■ **Required work**
Please edit everything from the line containing "Objective — one dot per instance of the dog's head" down to the line containing "[[224, 151], [292, 152], [233, 154]]", swapping "Objective" for "Goal" and leaving the rest untouched. Return only those lines.

[Source data]
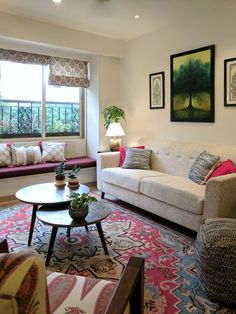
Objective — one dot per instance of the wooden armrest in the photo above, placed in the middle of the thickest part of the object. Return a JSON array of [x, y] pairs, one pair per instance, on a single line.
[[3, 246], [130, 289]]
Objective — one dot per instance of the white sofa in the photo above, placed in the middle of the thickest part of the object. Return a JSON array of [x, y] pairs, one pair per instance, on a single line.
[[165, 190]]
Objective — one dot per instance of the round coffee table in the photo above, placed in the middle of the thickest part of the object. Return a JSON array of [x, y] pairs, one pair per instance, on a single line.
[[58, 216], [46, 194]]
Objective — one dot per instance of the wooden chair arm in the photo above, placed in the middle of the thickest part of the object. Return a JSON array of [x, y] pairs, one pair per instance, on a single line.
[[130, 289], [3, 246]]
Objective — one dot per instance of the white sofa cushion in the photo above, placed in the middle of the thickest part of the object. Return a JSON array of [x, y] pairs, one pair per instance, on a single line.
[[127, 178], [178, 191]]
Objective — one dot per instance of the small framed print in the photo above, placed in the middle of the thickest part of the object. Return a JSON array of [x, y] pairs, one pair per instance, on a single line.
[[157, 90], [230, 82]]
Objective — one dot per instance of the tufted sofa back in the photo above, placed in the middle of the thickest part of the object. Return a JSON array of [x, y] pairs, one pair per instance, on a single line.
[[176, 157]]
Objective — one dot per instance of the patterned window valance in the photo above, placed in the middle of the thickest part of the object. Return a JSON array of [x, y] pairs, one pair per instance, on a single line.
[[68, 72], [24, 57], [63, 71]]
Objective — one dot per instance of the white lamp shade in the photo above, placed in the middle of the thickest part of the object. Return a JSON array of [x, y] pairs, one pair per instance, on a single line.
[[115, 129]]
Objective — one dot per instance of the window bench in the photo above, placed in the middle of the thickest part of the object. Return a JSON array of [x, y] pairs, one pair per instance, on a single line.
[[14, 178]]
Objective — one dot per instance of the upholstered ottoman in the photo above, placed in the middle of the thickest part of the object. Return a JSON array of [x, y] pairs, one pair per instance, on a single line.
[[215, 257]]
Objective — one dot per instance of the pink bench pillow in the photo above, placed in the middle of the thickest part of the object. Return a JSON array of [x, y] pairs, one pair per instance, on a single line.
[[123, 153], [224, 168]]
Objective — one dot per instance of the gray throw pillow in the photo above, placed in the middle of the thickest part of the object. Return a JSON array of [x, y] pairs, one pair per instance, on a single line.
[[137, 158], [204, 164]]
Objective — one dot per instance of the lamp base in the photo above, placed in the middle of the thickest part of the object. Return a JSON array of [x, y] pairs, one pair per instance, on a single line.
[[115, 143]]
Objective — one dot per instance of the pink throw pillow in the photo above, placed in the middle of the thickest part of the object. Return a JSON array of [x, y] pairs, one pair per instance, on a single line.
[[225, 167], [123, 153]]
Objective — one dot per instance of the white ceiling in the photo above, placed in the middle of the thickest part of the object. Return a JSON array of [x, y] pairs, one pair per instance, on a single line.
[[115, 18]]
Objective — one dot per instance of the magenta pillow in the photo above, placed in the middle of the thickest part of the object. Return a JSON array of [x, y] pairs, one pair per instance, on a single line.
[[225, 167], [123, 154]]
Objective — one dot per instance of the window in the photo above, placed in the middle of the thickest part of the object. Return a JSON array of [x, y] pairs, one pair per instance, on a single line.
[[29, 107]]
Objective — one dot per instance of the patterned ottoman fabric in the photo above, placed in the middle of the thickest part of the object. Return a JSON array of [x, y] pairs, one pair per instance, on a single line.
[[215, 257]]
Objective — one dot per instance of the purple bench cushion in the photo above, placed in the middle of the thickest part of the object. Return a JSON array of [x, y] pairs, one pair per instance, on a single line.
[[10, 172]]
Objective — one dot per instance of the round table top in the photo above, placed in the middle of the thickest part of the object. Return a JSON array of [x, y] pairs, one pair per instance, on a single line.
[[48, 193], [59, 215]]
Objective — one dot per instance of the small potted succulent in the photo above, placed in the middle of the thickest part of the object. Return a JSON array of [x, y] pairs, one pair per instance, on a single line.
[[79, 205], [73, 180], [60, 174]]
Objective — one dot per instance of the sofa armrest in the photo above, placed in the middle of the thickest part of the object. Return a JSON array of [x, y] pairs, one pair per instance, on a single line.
==
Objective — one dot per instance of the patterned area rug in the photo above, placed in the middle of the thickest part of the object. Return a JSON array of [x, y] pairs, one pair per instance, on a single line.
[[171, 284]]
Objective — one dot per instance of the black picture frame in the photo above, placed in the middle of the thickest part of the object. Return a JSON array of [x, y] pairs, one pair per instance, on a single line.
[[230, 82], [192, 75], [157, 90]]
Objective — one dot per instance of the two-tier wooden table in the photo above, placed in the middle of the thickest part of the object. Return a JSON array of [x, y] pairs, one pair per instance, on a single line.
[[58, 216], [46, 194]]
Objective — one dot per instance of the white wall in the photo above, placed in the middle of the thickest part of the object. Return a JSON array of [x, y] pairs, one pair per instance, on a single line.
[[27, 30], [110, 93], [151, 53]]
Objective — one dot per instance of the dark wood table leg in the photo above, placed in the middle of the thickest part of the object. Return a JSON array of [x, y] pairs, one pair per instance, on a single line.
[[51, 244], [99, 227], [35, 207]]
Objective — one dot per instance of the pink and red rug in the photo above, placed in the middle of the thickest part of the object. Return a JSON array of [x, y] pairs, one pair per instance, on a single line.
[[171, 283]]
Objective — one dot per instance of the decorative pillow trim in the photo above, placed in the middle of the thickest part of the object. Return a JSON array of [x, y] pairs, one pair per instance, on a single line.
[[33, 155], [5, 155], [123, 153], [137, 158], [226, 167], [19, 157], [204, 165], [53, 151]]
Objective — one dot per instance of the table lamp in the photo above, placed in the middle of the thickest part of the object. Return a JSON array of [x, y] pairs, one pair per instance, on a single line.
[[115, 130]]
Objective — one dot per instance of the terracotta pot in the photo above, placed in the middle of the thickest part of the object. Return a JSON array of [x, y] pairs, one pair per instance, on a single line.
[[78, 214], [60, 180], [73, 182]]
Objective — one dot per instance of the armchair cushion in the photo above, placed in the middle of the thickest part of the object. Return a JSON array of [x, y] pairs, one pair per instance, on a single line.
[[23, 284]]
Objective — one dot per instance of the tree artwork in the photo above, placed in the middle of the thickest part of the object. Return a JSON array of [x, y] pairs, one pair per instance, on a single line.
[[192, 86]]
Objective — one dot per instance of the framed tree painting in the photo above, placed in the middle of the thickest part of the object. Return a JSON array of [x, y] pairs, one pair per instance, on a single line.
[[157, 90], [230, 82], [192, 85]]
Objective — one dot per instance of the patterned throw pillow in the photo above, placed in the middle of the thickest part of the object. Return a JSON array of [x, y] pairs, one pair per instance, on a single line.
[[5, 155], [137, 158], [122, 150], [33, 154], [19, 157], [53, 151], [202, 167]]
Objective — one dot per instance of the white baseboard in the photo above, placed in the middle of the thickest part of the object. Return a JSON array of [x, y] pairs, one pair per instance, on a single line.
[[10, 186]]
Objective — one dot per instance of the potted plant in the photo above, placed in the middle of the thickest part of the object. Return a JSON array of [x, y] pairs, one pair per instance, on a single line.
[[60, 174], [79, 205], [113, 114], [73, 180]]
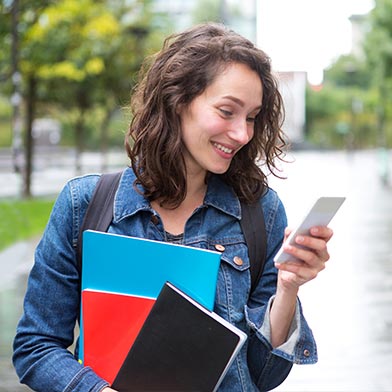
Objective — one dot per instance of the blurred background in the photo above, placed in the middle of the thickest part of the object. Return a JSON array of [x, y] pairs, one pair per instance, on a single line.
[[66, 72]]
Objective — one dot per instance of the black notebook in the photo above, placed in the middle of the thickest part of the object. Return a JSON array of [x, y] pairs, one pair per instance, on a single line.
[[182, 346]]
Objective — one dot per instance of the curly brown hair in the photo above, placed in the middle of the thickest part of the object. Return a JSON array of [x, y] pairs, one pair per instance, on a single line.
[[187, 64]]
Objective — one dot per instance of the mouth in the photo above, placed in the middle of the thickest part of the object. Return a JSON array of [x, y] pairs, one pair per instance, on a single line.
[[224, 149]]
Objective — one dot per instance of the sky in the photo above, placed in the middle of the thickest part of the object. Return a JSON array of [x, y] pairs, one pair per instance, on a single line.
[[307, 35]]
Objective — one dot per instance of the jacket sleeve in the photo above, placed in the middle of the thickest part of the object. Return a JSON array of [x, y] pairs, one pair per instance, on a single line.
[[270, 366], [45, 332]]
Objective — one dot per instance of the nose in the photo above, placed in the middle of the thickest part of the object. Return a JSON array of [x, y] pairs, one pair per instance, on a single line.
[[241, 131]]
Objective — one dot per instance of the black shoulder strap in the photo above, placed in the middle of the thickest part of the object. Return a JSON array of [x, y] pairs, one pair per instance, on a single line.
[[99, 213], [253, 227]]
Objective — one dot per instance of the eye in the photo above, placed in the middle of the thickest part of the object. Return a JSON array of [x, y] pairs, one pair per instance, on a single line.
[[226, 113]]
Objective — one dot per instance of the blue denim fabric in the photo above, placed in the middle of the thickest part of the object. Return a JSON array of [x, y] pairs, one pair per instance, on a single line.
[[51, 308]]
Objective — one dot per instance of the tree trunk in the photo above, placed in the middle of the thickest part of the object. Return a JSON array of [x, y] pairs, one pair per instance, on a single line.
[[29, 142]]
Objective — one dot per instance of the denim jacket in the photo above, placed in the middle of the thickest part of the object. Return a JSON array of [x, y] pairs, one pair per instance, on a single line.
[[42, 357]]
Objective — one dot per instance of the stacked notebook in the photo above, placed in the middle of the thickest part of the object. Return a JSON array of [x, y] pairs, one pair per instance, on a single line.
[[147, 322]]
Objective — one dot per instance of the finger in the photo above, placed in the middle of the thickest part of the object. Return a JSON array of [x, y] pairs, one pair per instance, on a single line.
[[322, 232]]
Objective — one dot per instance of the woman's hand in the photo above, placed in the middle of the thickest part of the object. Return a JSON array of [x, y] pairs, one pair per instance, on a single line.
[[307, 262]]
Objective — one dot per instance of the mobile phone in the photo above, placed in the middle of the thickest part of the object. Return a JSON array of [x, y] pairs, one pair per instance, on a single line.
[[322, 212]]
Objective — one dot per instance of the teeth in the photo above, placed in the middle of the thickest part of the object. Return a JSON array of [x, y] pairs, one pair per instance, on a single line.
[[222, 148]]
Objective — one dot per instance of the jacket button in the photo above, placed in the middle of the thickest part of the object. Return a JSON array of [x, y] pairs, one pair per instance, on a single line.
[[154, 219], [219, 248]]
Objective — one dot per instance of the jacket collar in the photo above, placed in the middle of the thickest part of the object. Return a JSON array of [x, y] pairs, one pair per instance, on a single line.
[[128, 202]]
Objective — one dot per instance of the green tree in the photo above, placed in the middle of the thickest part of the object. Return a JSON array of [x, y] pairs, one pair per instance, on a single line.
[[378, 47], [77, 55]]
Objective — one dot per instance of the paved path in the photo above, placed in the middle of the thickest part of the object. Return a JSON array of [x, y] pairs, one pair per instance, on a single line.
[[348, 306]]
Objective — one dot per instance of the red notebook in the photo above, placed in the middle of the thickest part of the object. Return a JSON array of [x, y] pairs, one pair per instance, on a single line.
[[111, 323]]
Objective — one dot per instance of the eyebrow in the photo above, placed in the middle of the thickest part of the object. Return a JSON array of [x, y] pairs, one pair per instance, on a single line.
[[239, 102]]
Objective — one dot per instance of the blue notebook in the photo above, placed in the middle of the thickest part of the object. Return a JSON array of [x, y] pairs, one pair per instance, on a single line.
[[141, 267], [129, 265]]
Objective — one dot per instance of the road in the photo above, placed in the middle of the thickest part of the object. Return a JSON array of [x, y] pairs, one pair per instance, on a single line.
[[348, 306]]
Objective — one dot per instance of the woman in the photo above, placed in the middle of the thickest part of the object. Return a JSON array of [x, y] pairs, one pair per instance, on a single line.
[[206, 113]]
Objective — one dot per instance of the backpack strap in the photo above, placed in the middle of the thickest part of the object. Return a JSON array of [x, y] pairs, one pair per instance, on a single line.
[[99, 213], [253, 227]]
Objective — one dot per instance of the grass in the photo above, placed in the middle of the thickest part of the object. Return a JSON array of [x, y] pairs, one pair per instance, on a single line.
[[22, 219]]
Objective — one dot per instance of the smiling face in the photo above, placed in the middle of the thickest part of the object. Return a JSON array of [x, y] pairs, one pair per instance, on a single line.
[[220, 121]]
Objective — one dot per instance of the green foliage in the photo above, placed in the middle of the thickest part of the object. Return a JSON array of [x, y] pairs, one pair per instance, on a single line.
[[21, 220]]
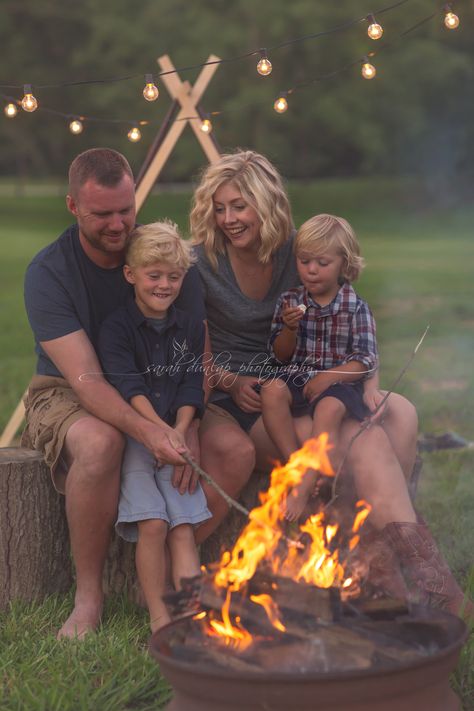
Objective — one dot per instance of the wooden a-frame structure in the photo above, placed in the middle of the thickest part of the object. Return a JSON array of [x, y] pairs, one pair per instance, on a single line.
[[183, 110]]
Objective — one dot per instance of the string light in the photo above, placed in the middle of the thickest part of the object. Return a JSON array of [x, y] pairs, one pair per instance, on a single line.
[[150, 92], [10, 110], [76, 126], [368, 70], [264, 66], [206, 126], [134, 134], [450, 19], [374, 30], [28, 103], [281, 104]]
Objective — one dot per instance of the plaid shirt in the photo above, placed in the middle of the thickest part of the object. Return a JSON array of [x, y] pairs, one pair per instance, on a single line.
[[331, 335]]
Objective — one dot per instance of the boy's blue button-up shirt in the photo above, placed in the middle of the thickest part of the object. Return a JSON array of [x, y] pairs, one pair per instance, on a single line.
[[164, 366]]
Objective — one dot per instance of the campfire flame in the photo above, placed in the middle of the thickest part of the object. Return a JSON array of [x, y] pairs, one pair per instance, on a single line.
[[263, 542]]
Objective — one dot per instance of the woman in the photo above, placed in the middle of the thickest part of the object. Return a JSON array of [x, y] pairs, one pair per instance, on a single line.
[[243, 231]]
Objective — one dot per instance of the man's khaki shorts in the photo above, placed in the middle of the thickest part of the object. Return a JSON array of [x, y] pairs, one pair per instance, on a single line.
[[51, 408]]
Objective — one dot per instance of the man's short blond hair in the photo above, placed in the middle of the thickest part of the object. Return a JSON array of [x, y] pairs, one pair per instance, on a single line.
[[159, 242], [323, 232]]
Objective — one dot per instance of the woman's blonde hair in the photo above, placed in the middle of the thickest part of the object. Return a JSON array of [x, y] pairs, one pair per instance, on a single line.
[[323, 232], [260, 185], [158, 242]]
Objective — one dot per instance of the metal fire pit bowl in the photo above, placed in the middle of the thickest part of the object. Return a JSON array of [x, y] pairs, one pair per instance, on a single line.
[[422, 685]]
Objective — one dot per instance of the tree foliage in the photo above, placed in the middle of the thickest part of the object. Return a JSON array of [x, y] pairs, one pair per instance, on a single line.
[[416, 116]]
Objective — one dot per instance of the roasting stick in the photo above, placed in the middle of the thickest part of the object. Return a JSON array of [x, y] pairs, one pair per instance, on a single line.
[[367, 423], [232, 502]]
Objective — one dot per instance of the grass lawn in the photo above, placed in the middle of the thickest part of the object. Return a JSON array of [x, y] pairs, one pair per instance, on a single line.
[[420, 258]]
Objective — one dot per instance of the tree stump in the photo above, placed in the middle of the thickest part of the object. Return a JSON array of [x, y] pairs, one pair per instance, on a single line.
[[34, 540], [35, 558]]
==
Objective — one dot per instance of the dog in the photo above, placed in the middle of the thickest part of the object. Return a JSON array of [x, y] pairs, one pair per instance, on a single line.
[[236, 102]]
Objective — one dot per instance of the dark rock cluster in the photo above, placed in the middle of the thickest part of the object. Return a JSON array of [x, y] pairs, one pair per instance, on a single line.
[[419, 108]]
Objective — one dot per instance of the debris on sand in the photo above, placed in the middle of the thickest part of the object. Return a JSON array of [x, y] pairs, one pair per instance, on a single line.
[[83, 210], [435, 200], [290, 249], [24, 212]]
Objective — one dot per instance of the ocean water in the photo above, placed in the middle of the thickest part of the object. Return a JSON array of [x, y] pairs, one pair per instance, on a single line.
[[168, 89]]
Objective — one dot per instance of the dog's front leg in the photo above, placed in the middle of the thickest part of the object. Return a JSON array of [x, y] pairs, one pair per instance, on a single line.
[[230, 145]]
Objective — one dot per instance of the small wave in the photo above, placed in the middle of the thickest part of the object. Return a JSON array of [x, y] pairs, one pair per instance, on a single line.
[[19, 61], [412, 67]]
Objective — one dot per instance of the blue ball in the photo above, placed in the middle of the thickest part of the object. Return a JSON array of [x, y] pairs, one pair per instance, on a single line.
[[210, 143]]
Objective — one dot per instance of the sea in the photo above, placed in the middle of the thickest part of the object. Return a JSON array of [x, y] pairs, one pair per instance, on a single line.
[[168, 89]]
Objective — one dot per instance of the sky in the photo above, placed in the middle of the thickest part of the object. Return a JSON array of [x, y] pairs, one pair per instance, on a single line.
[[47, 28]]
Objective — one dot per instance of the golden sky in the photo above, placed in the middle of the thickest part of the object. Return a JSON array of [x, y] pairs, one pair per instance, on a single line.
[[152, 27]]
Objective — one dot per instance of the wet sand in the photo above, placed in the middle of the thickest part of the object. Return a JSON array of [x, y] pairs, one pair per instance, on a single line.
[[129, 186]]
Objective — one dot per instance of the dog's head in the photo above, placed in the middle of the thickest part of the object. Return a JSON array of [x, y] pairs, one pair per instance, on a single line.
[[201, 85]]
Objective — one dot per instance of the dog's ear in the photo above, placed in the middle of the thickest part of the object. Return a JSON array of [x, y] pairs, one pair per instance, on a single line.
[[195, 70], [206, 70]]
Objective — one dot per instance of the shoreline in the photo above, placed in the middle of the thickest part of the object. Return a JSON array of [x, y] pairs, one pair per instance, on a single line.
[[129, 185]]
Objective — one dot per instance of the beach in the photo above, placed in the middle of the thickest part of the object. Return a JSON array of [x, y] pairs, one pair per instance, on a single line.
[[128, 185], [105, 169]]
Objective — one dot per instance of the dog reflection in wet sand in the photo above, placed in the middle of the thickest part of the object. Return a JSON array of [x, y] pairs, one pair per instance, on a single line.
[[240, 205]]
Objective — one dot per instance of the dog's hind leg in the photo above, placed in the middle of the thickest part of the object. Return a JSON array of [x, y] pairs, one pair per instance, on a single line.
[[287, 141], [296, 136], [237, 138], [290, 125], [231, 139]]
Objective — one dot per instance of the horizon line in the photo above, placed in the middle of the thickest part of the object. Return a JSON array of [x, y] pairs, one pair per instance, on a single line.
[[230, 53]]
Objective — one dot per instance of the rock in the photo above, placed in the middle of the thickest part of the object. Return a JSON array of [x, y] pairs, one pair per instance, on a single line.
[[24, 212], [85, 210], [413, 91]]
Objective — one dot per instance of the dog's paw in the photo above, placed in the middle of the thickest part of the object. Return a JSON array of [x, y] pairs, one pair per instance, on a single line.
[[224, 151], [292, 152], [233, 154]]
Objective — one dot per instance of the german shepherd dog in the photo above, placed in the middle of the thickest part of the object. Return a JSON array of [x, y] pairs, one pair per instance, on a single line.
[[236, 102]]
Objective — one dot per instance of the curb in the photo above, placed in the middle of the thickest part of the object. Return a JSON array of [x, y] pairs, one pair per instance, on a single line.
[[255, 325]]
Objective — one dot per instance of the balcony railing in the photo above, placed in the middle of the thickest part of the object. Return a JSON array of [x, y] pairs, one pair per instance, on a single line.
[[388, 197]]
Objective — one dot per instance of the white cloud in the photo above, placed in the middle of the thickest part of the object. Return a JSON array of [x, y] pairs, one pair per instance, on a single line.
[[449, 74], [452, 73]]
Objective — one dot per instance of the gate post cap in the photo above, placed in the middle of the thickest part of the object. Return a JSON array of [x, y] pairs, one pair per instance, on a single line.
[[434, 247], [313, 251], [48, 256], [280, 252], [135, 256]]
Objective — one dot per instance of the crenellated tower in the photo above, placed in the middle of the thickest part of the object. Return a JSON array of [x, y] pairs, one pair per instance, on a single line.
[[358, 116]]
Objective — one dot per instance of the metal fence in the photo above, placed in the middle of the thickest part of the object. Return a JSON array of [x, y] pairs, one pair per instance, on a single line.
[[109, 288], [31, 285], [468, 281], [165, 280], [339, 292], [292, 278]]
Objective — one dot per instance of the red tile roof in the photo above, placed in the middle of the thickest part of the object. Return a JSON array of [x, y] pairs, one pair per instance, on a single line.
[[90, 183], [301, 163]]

■ **Written response**
Goal — one dot per instance of the dog's head in the photo above, placed in the middle of the thickest part of the object. Return a JSON array of [x, y] pairs, one pair per instance, on a single line.
[[201, 85]]
Goal — one dot per instance of the dog's ear in the photo above, placed in the middle of the thickest part of the object. Return a JSON array of [x, y] pairs, one pair per instance, on a single line.
[[195, 70], [206, 70]]
Goal — one dot per instance of the shoreline in the photo above, placed in the middle of the thickest part of the object. Return a JSON array of [x, y] pairs, one pair per instance, on a single line.
[[129, 185]]
Goal — one dot per instance of the beach in the photo above, placed in the middle of the thickest part of the object. Return a JSON array of [x, y] pairs, one pair per instance, on a single line.
[[128, 185], [105, 169]]
Goal — one dot per instance of the dog reflection in wet sand in the photo above, placed in the middle of the thickest part of the object. Return a JSON array of [x, y] pairs, one pair per instance, on a single line.
[[240, 205]]
Goal — one dot per instance of the dog's hind leg in the photo above, placed in the middle of the thickest part of the object. Return a JSON array of [x, y] pairs, one pair per instance, on a single line.
[[287, 141], [296, 136], [237, 138], [290, 125], [231, 139]]
Goal — one dot per instance of the horizon line in the photo above, placed in the middle of the thickest part of the object. Return a JSON array of [x, y] pairs, one pair per instance, on a single line.
[[230, 53]]
Goal — one dot per instance of the rock in the photo above, placed in the middle of the thickest part of the object. Return a JSON array of [x, y] pairs, one pair per instance, on a single line.
[[24, 212], [85, 210], [413, 91]]
Goal — one dot per instance of the dog's paw in the photo above, placed in the middle of the thickest part of the object. Return a JSON array of [x, y] pairs, one pair per instance, on a single line.
[[224, 151], [292, 152], [233, 154]]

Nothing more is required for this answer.